# Work to complete
The records that follow need to be output exactly as they are.

----

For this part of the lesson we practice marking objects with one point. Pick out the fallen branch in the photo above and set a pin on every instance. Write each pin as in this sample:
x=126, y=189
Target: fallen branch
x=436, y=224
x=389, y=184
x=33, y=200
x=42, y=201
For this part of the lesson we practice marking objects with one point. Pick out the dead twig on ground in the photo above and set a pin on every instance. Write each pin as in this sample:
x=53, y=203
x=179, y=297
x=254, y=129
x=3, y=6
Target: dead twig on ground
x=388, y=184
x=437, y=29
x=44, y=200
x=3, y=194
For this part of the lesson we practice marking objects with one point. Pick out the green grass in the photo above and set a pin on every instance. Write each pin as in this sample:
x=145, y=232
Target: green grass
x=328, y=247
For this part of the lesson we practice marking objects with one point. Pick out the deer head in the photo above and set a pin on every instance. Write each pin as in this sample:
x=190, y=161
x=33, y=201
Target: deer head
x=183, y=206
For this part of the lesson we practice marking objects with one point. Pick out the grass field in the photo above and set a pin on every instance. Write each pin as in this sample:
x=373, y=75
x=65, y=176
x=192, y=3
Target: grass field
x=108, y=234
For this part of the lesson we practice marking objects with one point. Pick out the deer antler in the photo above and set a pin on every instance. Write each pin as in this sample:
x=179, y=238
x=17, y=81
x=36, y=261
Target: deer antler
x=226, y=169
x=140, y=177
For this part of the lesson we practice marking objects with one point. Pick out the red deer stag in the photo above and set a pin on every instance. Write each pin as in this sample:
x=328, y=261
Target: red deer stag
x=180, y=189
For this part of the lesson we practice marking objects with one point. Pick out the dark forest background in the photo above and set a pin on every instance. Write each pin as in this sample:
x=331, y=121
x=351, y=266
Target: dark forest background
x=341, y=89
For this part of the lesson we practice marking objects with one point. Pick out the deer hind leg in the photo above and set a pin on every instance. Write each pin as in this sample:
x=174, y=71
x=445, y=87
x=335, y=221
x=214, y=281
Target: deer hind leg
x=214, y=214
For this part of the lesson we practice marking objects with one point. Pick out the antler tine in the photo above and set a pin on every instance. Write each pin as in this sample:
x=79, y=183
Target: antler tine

----

# Problem solution
For this part of the lesson we practice marking objects with one point. Pick out the fallen branch in the photo above and set a pin on every instance. Write each pin as in this sample:
x=126, y=189
Target: fallen branch
x=436, y=224
x=389, y=184
x=33, y=200
x=42, y=201
For this part of the lesson we practice marking objects with one point. Pick out the dead twig on ground in the photo above and set a pin on every instance. Write each pin as in this sample:
x=53, y=203
x=179, y=297
x=254, y=129
x=3, y=6
Target: dead twig on ground
x=388, y=184
x=437, y=29
x=44, y=200
x=3, y=194
For this part of the lesson we practice marking objects with one point. Pick out the green grass in the photo above and set a pin on every instance. Write each pin as in this sample:
x=145, y=232
Target: green grass
x=328, y=247
For this part of the lesson we practice marking objects with one point. Pick out the deer head in the photo above and set a pin on every instance. Write each pin as in this sample:
x=190, y=161
x=33, y=201
Target: deer head
x=183, y=206
For this part of the lesson we practice marking objects with one point. Pick out the grass field in the photo above and set a pin on every instance. Write each pin as in this sample:
x=373, y=75
x=65, y=176
x=192, y=3
Target: grass field
x=108, y=234
For this part of the lesson we practice marking objects with one point. Pick out the deer antler in the photo above and set a pin on every instance. Write each pin as in this sample:
x=179, y=238
x=17, y=81
x=36, y=261
Target: deer antler
x=226, y=169
x=140, y=177
For this part of the lesson we practice marking objects with one point. Pick out the red deer stag in the photo above and set a pin on every instance. Write each pin as in this sample:
x=328, y=261
Target: red deer stag
x=180, y=189
For this part of the lesson we practice marking objects with one point. Pick out the dark forest background in the photo above and set a pin on every instance. Write each pin as in this sample:
x=331, y=121
x=351, y=266
Target: dark forest background
x=341, y=89
For this part of the lesson we practice marking objects with one point. Pick out the deer hind leg in the photo above and set a pin on every instance. Write each pin as in this sample:
x=174, y=71
x=445, y=87
x=335, y=221
x=214, y=281
Target: deer hind leg
x=214, y=214
For this part of the lesson we practice marking objects with one point. Pick out the antler tine in the photo above and set a pin on every instance. Write each pin as in this sample:
x=79, y=183
Target: antler tine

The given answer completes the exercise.